— Start of Document extract —
“I am a product of long corridors,   empty sunlit rooms, upstairs indoor silences, attics explored in solitude, distant noises of gurgling cisterns and pipes, and the noise of wind under the tiles. Also, of endless books...”

C.S. Lewis

Since I’m writing this myself, I refuse do it in the pretentious 3rd person, and I won’t be a smidgen offended if you skim for highlights.

My name Is Don Shorey and I was born in 1964 into a family with so many remarkable stories – of experiences before my arrival – that I needed to hear them countless times, before I could clearly remember them myself.

I entered the world as Bill and Laura Shorey’s 4th boy and 6th child – born 6 years after number 5 – so I had the rare, doubled-pleasure of bustling about in a large family and then being an only child.

My Dad fought – unscathed, unafraid, and unrepentant – in a World War and arrived home to be suddenly, happily, and irresistibly captivated by the grace of God. Just over 3 years later he settled with his wife and newborn daughter in a fragile Japanese shack, at the beginning of nearly 20 years of announcing the good news of Jesus Christ among 100 million Japanese people – all of whom (back then) could walk upright under his outstretched arm. Among these polite, reserved folks, Dad and Mom relentlessly repeated the story of Jesus, while appearing – among the locals – to be blond-haired, blue-eyed Norse gods, gradually filling a small home with pale, happy redheads. Instant, dedicated, all-investing ministry happened much more back then; and it bore decades of eternal fruit in precious human lives across this planet.

Mom and Dad are now splendidly thriving in the immediate presence of the God they love, after 56 years of savoring their Lord and relishing their family in a 24/7 Christ-entranced life.

I first learned to think and believe, with my father (mostly after midnight) around the wood stove. I hated that wood stove and the 15 cord of wood transplanted from our woods to our basement every year to heat the rambling 42 room house/ministry-center that housed my youthful adventures and wanderings. Thinking back on that wood stove, with the benefit of nostalgia...I still hate it.

I first learned to wonder and to imagine, while wandering 40 woodland acres that were slashed through with stonewalls built 200 years ago, when all the trees of New Hampshire were sheared to grow rugged farms and build tall ships in Portmouth. When I wasn’t in the woods or mowing prairie-sized lawns, I was, like C.S. Lewis, “a product of long corridors, empty sunlit rooms, upstairs indoor silences, attics explored in solitude, distant noises of gurgling cisterns and pipes, and the noise of wind under the tiles. Also, of endless books...”
— End of Document extract —
— Start of Supplied material —
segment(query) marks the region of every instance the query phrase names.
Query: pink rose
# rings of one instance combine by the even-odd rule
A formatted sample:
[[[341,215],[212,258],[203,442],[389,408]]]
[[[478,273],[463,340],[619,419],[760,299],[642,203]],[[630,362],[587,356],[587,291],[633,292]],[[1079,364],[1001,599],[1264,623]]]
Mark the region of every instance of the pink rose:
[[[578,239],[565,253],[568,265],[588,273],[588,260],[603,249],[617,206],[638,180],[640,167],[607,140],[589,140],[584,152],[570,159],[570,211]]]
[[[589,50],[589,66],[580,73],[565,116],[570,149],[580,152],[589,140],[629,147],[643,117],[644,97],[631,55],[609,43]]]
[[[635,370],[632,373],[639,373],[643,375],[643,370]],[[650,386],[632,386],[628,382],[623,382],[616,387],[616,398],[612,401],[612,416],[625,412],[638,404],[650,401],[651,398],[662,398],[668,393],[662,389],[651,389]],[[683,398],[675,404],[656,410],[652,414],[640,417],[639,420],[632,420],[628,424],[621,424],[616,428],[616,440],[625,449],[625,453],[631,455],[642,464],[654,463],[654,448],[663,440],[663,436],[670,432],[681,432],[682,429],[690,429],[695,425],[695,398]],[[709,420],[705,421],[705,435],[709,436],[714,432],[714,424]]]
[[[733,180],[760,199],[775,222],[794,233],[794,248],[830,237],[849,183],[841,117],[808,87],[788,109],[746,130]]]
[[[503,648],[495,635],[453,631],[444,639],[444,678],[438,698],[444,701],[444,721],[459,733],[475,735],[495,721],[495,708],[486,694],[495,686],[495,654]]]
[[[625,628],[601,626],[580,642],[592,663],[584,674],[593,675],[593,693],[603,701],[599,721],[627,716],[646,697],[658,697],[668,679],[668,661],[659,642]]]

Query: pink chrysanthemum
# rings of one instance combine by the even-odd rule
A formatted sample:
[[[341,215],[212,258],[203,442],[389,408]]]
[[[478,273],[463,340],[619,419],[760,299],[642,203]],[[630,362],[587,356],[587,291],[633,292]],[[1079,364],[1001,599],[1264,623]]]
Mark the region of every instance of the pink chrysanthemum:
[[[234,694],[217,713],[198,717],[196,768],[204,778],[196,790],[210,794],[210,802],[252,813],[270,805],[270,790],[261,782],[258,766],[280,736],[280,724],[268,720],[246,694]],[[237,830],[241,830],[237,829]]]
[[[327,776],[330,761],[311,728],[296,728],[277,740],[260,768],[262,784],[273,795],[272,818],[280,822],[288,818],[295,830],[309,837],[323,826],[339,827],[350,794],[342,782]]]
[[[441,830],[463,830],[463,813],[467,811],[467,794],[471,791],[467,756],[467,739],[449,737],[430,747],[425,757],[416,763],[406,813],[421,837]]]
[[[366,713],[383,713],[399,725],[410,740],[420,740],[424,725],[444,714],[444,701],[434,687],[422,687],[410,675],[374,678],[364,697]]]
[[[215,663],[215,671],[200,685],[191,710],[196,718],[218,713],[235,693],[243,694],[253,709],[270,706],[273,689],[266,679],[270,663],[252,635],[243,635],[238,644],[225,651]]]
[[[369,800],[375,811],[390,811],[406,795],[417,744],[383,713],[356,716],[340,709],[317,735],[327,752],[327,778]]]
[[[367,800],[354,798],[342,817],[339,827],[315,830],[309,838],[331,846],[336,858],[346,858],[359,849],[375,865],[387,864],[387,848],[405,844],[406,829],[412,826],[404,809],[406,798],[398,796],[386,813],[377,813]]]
— End of Supplied material —
### Given problem A
Copy the passage of the autobiographical sketch between "My name Is Don" and "remember them myself.", inclusive.
### Given problem B
Resume the autobiographical sketch after its final sentence and keep writing it.
The rows are separate material and are unrelated to the autobiographical sketch.

### Output A
My name Is Don Shorey and I was born in 1964 into a family with so many remarkable stories – of experiences before my arrival – that I needed to hear them countless times, before I could clearly remember them myself.

### Output B
The Lord’s sweetest earthly gift to me is my wife, Lisa. The life we share among our children and their families (more below) is a place of deep richness, refreshment and refuge.

Yes, I am an nine-time grandpa. This is good.

The adventure of nearly 3 decades of pastoral ministry was rich and revealing. So many textured and irreplaceable memories. So much still to discover and to learn. Even as we plow into a new season life with a community, writing, creative media focus, we deeply value the joys and lessons and griefs and relationships of the places we have been.. Despite our new home at Maker’s Hollow in Tarpon Springs, Florida and our years in West Chester, Pennsylvania; our life and ministry have deep, tangled roots in the rocky soil of New England and we uphold generations of faithful fandom – loyal to all New England teams (in the sports that matter).

From birth I was nourished with extraordinary food and the eternal story of God’s kingly glory, saving grace, and hilarious generosity. For 5 decades I have marinated in these truths. I have tested them and explored them and doubted them and tasted them and dissected the lives of people I want to be like – and the mammoth, irrepressible, Christian doctrines of God’s glory and grace and gladness in Jesus Christ have set my vision. Everything is all about Divine Affection, Incarnation, Crucifixion, and Resurrection: “Redeeming love has been my theme and shall be ’til I die.”

And because of the glorious Ascension of our Savior to a throne above all thrones, I am a generational, missional, historical (and even eschatological) optimist. If it doesn’t always seem like it, that’s because – like most people – I’m barely a theist when I wake up in the morning, until the Lord says hello, my mind begins to think, and I remember why it is good to be here (even though it would be even better to be In the New Here that will one day come).

If you linger near Enjoying Grace Story Co. you will read stories that tell you why I am so eager to pour much more of life into art and beauty and story and so many creational things. You will catch snapshots of a dad and mom and brothers and sisters and dear friends who nurtured a splendid blend of artistry, innovation, wonder, beauty, and good-thinking into my life and aspirations.

So now you know me. Not really, because I left out all the laughter around the table, the love story, the softball games, the conversations until dawn, the nails pounded into lumber, the magic of delivery rooms, and the songs sung in the sanctuary (and the car and the tub and the living-room and the haunted, college library). And all the amazing food. And lots of the other best stuff too.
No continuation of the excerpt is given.